= The task =
Take the entries below and retype them word for word, excluding the images.
------------------------------
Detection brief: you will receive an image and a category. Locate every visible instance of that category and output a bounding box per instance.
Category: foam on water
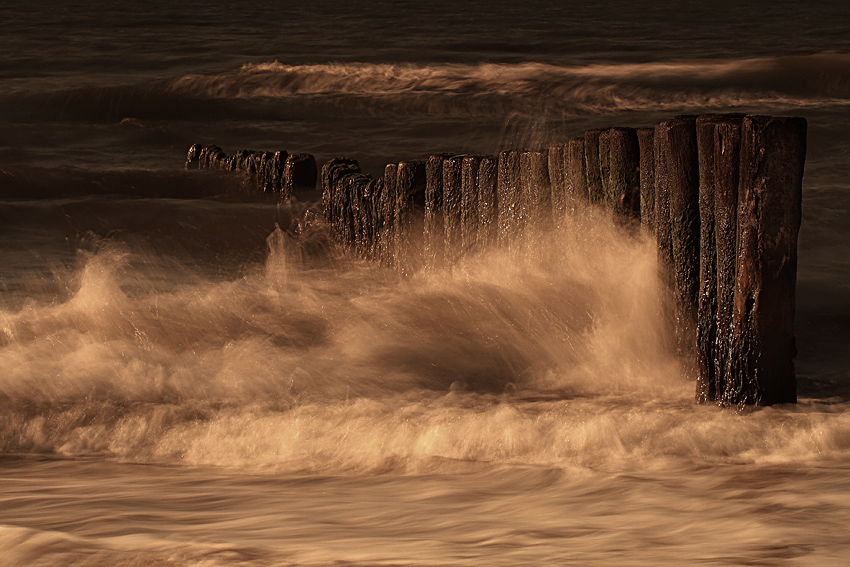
[2,204,849,475]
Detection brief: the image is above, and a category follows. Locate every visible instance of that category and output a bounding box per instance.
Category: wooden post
[339,173,363,252]
[584,129,604,204]
[726,116,806,406]
[443,155,465,264]
[350,173,370,257]
[425,155,448,270]
[462,156,483,256]
[655,117,699,357]
[366,177,383,260]
[548,143,568,225]
[269,151,287,193]
[395,160,427,274]
[599,129,611,209]
[637,129,655,233]
[186,144,203,168]
[477,155,499,249]
[321,157,360,232]
[695,115,743,403]
[520,149,552,230]
[713,120,742,404]
[380,163,398,266]
[497,150,521,246]
[284,153,317,199]
[607,127,640,219]
[567,137,588,208]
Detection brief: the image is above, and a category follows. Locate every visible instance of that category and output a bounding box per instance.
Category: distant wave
[168,52,850,113]
[2,52,850,123]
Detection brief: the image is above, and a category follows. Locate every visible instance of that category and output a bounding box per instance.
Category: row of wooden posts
[185,143,318,198]
[186,114,806,406]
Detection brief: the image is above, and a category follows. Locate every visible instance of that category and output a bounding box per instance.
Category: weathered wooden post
[350,173,372,257]
[395,160,427,274]
[268,151,287,193]
[443,155,465,264]
[339,173,363,252]
[186,144,203,168]
[497,150,521,246]
[320,157,360,241]
[607,127,640,219]
[599,130,611,208]
[520,149,552,231]
[379,163,398,265]
[477,155,499,248]
[637,129,655,233]
[567,137,588,209]
[725,116,806,406]
[712,120,742,404]
[462,156,483,256]
[654,117,700,357]
[283,153,318,199]
[695,115,744,402]
[366,177,383,260]
[584,129,604,204]
[425,155,448,270]
[548,143,568,225]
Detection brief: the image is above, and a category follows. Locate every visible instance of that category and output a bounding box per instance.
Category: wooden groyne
[185,144,317,199]
[186,114,806,406]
------------------------------
= Exercise output =
Detection brief: you will receive an image and a category. Locate every visible instance of that category and output a bounding box per instance.
Category: foam on water
[2,204,849,475]
Detection brief: the image is above, and a category follows. Locate every visible instance of that category and output a bounding box per instance.
Category: wooden post
[339,173,363,252]
[584,129,604,204]
[726,116,806,406]
[443,155,465,264]
[350,173,370,257]
[425,155,448,270]
[462,156,483,256]
[655,117,699,357]
[366,177,383,260]
[548,143,568,225]
[269,151,287,193]
[395,160,427,274]
[599,129,611,209]
[637,129,655,233]
[186,144,203,168]
[477,155,499,249]
[321,157,360,232]
[695,115,743,403]
[520,149,552,230]
[713,120,742,404]
[380,163,398,266]
[497,150,521,246]
[284,153,317,199]
[607,127,640,219]
[567,137,588,208]
Detection brief: the image is above, and a category follows. Locate every visible instance of that category and output a bounding box per instance.
Category: distant wave
[168,52,850,113]
[2,52,850,123]
Detection brief: the image is above, and a category follows. Locate every visible instance of that category and output a bounding box per instance.
Category: row of wooden posts
[185,143,318,198]
[186,114,806,406]
Detection brief: the image is above, and a category follows. Locate every visible instance of that category and output a bounding box per instance.
Category: weathered wooden post
[350,173,372,257]
[395,160,427,274]
[268,151,287,193]
[443,155,465,264]
[339,173,363,252]
[186,144,203,168]
[497,150,521,246]
[320,157,360,241]
[607,127,640,219]
[599,130,611,208]
[520,149,552,231]
[379,163,398,265]
[477,155,499,248]
[637,129,655,233]
[567,137,588,209]
[725,116,806,406]
[712,120,742,404]
[462,156,483,256]
[654,117,700,357]
[283,153,318,199]
[695,115,744,402]
[366,177,383,260]
[584,129,604,204]
[425,155,448,270]
[548,143,568,225]
Detection brief: the image is above, and a category follows. Locate every visible instance of that category and output a bounding box per instance.
Category: wooden groyne
[185,144,317,199]
[186,114,806,406]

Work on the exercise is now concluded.